**DOCUMENT PASSAGE:**
Results of Operations

Year Ended December 31, 1999 Compared with December 31, 1998

Revenues. Total revenues for the year ended December 31, 1999 were
$96.8 million compared to $83.0 million for the year ended December 31,
1998, an increase of approximately $13.8 million, or 16.6%. Drilling
revenues for the year ended December 31, 1999 were $42.1 million compared to
$40.4 for the year ended December 31, 1998, an increase of approximately
$1.7 million, or 4.2%. Such increase was due to an increase in drilling and
completion activities, which was a direct result of an increase in drilling
funds from the Company's public drilling programs. Oil and gas sales for
the year ended December 31, 1999 were $47.0 million compared to $35.6
million for the year ended December 31, 1998, an increase of approximately
$11.4 million, or 32.0%. Such increase was due to the natural gas marketing
activities of RNG, along with increased production from the Company's
producing properties. The increase in production from the Company's
producing properties from 1998 to 1999 was 40.7%. Well operations and
pipeline income for the year ended December 31, 1999 was $5.3 million
compared to $4.6 million for the year ended December 31, 1998, an increase
of approximately $700,000 or 15.2%. Such increase resulted from an increase
in the number of wells operated by the Company. Other income remained
constant at $2.4 million for the years ended December 31, 1999 and 1998.
However for the year ended December 31, 1999 a gain on the sale of oil and
gas property offset the decrease in interest earned in 1999 compared to 1998
due to lower average cash balances.

**STORED ROWS:**
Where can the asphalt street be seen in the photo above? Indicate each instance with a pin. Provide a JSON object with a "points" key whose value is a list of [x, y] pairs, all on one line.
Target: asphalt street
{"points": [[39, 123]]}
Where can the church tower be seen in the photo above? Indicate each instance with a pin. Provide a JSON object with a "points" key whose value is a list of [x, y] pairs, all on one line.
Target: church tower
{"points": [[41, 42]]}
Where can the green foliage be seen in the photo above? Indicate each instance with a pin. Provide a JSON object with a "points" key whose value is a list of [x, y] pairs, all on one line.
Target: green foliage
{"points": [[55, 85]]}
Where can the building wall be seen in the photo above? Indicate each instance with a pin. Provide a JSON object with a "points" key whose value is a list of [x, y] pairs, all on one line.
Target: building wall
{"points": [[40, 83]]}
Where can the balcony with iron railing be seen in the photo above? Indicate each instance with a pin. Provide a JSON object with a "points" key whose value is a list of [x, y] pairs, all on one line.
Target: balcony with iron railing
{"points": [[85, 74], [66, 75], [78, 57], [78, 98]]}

**WORK TO COMPLETE:** Rewrite the stretch of the 1999 revenue discussion from "However for the" through "average cash balances.", changing "interest earned" to "interest income".

**SOLUTION TO THE PROBLEM:**
However for the year ended December 31, 1999 a gain on the sale of oil and
gas property offset the decrease in interest income in 1999 compared to 1998
due to lower average cash balances.